Consigne -> Transcrivez intégralement l'extrait ci-dessous sur la responsabilité pénale du chef d'entreprise, sans en modifier un seul mot.

Texte source ->
#####
L’enjeu va être d’établir si le prévenu a ou non accompli, au regard notamment de son obligation de sécurité, les diligences normales de sécurité compte tenu de la nature de ses missions ou de ses fonctions, de ses compétences ainsi que du pouvoir et des moyens dont il disposait. Ces diligences sont appréciées d’autant plus strictement que le chef d’entreprise est un professionnel.
3. Etre relaxé n’exclut pas la condamnation de l’entreprise
Au plan pénal, la charge de la preuve des éléments constitutifs
de l’infraction de blessures ou d’homicide par imprudence incombe
au Ministère public (le Procureur de la République ou son
substitut).
#####
Données ->
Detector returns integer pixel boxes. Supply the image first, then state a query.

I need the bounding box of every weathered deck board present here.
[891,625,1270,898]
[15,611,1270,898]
#####
Corrigé ->
L’enjeu va être d’établir si le prévenu a ou non accompli, au regard notamment de son obligation de sécurité, les diligences normales de sécurité compte tenu de la nature de ses missions ou de ses fonctions, de ses compétences ainsi que du pouvoir et des moyens dont il disposait. Ces diligences sont appréciées d’autant plus strictement que le chef d’entreprise est un professionnel.
3. Etre relaxé n’exclut pas la condamnation de l’entreprise
Au plan pénal, la charge de la preuve des éléments constitutifs
de l’infraction de blessures ou d’homicide par imprudence incombe
au Ministère public (le Procureur de la République ou son
substitut).